> **EXERCISE AIM**:
Repeat the records below word for word, but start at the line that contains "the wooden shelter", stop after the last line, and include nothing else.

> **Data entries**:
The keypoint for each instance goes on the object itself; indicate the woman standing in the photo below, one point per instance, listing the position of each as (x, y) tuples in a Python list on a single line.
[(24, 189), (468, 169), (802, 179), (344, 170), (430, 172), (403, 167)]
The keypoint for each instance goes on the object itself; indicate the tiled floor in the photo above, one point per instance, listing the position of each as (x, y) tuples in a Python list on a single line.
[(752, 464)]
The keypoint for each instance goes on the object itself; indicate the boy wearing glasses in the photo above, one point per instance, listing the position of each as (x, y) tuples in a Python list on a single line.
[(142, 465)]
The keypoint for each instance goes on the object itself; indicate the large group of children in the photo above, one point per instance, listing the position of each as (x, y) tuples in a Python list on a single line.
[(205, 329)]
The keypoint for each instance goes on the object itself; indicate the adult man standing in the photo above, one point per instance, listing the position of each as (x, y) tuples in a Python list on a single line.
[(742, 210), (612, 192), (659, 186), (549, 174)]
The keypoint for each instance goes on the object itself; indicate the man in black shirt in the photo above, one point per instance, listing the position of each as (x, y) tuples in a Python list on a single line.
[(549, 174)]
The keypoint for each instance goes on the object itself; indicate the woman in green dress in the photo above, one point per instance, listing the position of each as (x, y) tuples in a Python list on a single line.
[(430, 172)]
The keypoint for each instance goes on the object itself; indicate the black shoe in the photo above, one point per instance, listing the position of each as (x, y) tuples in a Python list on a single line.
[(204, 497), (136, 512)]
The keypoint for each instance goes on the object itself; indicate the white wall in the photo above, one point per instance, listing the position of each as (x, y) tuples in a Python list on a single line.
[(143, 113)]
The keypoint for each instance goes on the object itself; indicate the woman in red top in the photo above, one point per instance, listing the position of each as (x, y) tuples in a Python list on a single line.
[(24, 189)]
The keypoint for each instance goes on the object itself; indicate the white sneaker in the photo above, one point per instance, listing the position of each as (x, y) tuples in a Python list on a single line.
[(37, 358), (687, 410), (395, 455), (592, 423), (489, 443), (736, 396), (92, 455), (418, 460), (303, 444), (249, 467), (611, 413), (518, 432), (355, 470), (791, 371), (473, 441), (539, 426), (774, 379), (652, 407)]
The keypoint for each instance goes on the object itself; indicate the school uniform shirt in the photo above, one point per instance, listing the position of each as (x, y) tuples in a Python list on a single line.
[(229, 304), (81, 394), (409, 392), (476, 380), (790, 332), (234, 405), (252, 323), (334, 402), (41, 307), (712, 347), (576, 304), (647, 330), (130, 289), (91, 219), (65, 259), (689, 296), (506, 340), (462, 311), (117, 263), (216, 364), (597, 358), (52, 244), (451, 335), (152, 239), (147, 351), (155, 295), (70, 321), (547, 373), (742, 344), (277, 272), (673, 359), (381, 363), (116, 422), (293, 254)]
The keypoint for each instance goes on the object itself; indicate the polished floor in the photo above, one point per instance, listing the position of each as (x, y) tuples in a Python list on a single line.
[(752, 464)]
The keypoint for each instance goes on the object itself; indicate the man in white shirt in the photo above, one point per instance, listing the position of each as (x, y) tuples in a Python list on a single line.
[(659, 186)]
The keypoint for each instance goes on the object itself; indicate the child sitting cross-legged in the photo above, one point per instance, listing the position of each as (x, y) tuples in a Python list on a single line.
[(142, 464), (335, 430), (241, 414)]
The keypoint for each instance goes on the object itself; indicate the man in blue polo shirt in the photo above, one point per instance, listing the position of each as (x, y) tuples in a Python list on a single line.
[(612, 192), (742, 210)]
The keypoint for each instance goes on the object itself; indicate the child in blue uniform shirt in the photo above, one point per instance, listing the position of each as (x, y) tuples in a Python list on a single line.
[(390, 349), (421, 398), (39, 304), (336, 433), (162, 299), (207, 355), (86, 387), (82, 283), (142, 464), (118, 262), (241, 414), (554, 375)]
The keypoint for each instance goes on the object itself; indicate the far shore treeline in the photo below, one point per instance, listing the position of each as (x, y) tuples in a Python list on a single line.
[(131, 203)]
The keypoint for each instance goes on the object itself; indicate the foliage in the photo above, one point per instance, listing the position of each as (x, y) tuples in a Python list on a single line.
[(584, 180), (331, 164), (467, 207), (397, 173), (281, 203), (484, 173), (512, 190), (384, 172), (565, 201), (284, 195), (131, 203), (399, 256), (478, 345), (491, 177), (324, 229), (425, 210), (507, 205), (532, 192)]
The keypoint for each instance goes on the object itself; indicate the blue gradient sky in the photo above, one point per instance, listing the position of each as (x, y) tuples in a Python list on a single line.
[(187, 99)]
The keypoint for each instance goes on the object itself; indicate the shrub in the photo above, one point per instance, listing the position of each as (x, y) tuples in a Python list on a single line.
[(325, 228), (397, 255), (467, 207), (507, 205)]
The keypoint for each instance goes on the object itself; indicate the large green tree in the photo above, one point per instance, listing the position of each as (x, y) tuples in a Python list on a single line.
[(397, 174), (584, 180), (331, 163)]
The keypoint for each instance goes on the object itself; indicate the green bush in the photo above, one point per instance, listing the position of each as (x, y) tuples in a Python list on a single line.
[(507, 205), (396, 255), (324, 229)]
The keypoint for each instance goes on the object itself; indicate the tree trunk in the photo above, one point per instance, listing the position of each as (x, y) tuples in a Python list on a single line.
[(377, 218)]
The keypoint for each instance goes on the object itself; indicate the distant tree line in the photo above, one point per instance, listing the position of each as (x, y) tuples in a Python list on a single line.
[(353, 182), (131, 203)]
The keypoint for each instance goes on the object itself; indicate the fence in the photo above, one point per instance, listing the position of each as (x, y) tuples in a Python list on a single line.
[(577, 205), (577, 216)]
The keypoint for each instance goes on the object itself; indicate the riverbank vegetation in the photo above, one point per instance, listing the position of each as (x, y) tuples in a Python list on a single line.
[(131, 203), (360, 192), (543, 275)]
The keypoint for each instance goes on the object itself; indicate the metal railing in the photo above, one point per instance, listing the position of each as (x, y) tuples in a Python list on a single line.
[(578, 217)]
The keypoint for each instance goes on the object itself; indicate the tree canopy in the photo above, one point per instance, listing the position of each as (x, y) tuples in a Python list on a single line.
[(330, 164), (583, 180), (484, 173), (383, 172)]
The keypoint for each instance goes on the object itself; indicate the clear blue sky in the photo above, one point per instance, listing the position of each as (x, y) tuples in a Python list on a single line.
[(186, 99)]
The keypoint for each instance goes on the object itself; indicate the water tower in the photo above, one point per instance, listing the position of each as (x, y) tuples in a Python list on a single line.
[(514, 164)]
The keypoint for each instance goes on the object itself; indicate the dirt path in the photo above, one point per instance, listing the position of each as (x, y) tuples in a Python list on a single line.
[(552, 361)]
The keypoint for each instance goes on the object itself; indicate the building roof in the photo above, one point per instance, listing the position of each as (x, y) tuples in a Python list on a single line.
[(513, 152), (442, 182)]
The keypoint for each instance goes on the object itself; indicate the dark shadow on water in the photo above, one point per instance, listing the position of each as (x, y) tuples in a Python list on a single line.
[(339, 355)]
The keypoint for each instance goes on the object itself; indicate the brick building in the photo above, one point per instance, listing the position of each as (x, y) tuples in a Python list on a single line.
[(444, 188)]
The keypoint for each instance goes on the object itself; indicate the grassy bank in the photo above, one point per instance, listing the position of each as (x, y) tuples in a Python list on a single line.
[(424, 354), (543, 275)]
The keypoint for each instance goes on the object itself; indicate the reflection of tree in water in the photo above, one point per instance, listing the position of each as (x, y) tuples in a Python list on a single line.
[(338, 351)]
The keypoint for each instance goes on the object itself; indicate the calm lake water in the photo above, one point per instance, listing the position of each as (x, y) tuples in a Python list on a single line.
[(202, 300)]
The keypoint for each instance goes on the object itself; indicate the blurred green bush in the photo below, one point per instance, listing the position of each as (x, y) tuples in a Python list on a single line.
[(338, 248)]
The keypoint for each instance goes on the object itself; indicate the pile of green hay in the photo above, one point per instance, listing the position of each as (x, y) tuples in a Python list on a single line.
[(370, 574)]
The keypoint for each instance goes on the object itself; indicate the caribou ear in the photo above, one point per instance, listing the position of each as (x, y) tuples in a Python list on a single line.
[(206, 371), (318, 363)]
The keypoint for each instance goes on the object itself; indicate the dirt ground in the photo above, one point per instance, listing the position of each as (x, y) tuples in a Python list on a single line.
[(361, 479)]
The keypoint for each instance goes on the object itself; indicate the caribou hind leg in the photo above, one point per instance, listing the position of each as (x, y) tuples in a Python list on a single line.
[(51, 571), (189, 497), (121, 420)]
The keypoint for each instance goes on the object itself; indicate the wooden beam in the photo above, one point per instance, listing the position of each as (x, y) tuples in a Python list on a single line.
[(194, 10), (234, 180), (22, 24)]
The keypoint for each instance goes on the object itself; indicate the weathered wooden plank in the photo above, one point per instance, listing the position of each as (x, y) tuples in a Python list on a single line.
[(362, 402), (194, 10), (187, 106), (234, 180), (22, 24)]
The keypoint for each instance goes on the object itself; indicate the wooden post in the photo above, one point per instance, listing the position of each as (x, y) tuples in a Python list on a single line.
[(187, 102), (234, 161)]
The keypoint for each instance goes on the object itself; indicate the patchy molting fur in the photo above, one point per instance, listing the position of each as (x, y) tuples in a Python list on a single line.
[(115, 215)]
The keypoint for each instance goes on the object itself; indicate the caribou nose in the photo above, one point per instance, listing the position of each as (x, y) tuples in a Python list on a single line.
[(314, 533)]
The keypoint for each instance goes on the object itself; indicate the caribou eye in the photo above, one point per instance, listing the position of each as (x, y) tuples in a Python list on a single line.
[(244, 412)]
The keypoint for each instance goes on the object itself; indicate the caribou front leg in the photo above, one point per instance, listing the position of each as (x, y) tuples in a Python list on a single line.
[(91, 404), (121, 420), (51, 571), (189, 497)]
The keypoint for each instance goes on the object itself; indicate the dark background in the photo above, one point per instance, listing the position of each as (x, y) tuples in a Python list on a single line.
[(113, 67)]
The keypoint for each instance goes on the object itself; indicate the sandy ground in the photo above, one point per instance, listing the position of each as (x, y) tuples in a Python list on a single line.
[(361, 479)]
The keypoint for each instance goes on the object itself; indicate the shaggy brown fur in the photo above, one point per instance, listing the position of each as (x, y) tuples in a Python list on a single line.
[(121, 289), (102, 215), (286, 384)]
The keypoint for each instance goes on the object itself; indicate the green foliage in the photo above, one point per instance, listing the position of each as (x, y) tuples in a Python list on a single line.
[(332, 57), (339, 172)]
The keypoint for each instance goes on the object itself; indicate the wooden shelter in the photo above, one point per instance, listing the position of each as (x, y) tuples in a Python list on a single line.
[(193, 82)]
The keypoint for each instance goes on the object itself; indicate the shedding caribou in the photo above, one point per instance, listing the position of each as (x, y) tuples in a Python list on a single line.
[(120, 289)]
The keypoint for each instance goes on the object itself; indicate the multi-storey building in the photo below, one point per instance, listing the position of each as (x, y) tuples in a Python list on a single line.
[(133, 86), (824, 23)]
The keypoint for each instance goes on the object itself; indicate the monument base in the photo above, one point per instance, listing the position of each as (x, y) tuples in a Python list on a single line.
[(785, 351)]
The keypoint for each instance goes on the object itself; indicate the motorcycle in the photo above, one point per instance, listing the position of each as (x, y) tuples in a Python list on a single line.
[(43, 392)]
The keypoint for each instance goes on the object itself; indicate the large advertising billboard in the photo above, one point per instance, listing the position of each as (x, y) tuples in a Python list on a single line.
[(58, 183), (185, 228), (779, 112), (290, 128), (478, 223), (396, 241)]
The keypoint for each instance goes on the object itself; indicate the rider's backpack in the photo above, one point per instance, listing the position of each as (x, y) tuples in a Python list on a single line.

> **TASK ANSWER**:
The keypoint for each instance goes on the object itself; indicate the wooden shelter in the photo above, one point per instance, listing the position of each as (x, y) tuples in a Python list on a single line.
[(193, 82)]
The keypoint for each instance goes on the object itself; indicate the shedding caribou in the photo above, one point per instance, listing the position of each as (x, y) tuples in a Python list on a single line.
[(120, 289)]
The keypoint for each instance goes on the object itself; indicate the multi-storey building in the photo below, one point per instance, listing the position of each as (x, y) tuples in a Python list on a single line.
[(133, 86), (824, 23)]
The keypoint for each instance goes on the object itself; indicate the monument base in the photo above, one point per instance, listing the position of each as (x, y) tuples in a Python list on a single line.
[(785, 351)]
The keypoint for each instance goes on the object itself; indicate the motorcycle in the photo above, one point per instance, listing the position of each as (x, y) tuples in a Python list on a single line.
[(43, 392)]
The keypoint for each instance goes on the object itself; indicate the large advertising billboard in the photo above, one point per instance, listing the position of each as (x, y) tuples in a Python list on a single line.
[(58, 183), (185, 228), (779, 112), (290, 128), (478, 223), (396, 241)]
The keypoint for each instance goes on the object itself; indicate the rider's backpack in the photo above, one point per instance, listing the position of each as (x, y) tuples in a Python list on a single line.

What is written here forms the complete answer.